PAGE TEXT —
# Pick your brains... Best receiver for...



## Todd Anderson (Jul 24, 2009)

350-400 buckaroos... Less, even better! Got a buddy looking for a cheap upgrade to power 5.1 Boston acoustics bookshelf-based system. Mainly looking for a receiver to manage his hdmi switching and hopefully have onboard EQ software.


So wadda you guys got for me? ;-)

Thanks...


----------



## tonyvdb (Sep 5, 2007)

Hands down the Onlyo 609 is the very best you will find for that price or anywhere near. If you increase your budget the Onkyo 709 is even better.


----------



## Todd Anderson (Jul 24, 2009)

I was just looking at it... Any suggestions where to buy?


----------



## tonyvdb (Sep 5, 2007)

Accessories4less is where I linked to. Their prices are hard to beat. Newegg or Amazon is also another place to check out.


----------



## Todd Anderson (Jul 24, 2009)

Cool.


----------



## Jungle Jack (Jul 28, 2009)

Hello,
The TX-NR609 is a fantastic value. However, I spoke with the Owner of Accessories4less and if memory serves, AC4L has lowered the price of the TX-NR709 by $50 to around the upper end of your budget. The 709 offers Audyssey MultEQ XT as opposed to Audyssey 2EQ in the 609. The major difference there is that 2EQ does not apply EQ to the Subwoofer Channel whereas MultEQ XT places a premium on the Subwoofer Channel. In addition the 709 offers Preamp Outputs for adding an Outboard Amplifier down the road. Then again the 709's MSRP is $899 explaining why it offers these features over the 609. For around $420, the 709 is a steal.
Cheers,
JJ


----------



## JDEaston (Dec 30, 2011)

If your friend doesn't need networking I would take a look at the yamaha rx-a800, newegg has them cheap right now.. Its part of the Aventage line, which is Yamaha's premium line, like "elite" and "integera" from pioneer and onkyo. It doesn't offer sub eq or networking, but does offer plenty of power, hdmi switching and pass thru, along with pre in/outputs. It's last years model so that may or may not be a deal breaker. One good thing about that though is that it has had a year to prove itself, and has done so.


----------



## gdstupak (Jul 13, 2010)

If you can afford the Onkyo 709, get that.
But if you want to keep the price lower ($300), check out this Denon which has Audyssey MultEQ (a step up from Audyssey 2EQ, but a step down from the MultEQ XT):
http://www.accessories4less.com/mak...er-3D-Multi-Source/Multi-Zone-Receiver/1.html


----------



## Todd Anderson (Jul 24, 2009)

SET TASKS —
A - Answer these questions about the receiver thread, one line each:
(i) What price range does the opening post give for the receiver?
(ii) Which Audyssey version does the TX-NR609 offer?
(iii) Which Yamaha model is suggested for a friend who doesn't need networking?
B - Please carry on the receiver thread from where it stops.
The listing that follows is not needed for anything here.

COLLECTED DATA —
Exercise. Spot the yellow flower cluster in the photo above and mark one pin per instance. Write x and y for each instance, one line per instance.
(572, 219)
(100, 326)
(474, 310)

ANSWERS —
A -
(i) 350-400 buckaroos, and less would be even better.
(ii) Audyssey 2EQ.
(iii) The Yamaha RX-A800.

B -
Thanks for the additional responses.... These, in addition to my own opinion, will be enough to give him some options.

Cheers, folks!


----------



## bmwrider (Jan 22, 2012)

This is the reason I joined this forum.
You can ask questions about equipment and get people's opinions without being talked down to if you are not buying the top of the line.
I personally just can not buy top of the line. But I enjoy reading about what is available. And what the pros and cons are of equipment that is in my price range.
And for that I thank all of you!


----------



## Indio22 (Apr 19, 2012)

My first post at this site and recently getting into home theater sound (on the budget side). With that in mind, seems like there are many receiver deals in the lower price range lately, due to the new model change-overs. Good time to buy. Last week I picked up a Denon AVR-1712 for quite a bit less than your mentioned price range, and it has the MultEQ XT. Might be a good fit if your friend does not need networking or upscaling. On the other hand, the Yamahas such as RX-V471BL might have more DTS effects options, maybe your friend would like to have those.


----------



## kenbola (Jan 24, 2012)

bmwrider said:


> This is the reason I joined this forum.
> You can ask questions about equipment and get people's opinions without being talked down to if you are not buying the top of the line.
> I personally just can not buy top of the line. But I enjoy reading about what is available. And what the pros and cons are of equipment that is in my price range.
> And for that I thank all of you!


gotta agree on the Onkyo 609. also the Yamaha 671 is a sweet machine. both 2 zone receivers and internet receivers. enjoy.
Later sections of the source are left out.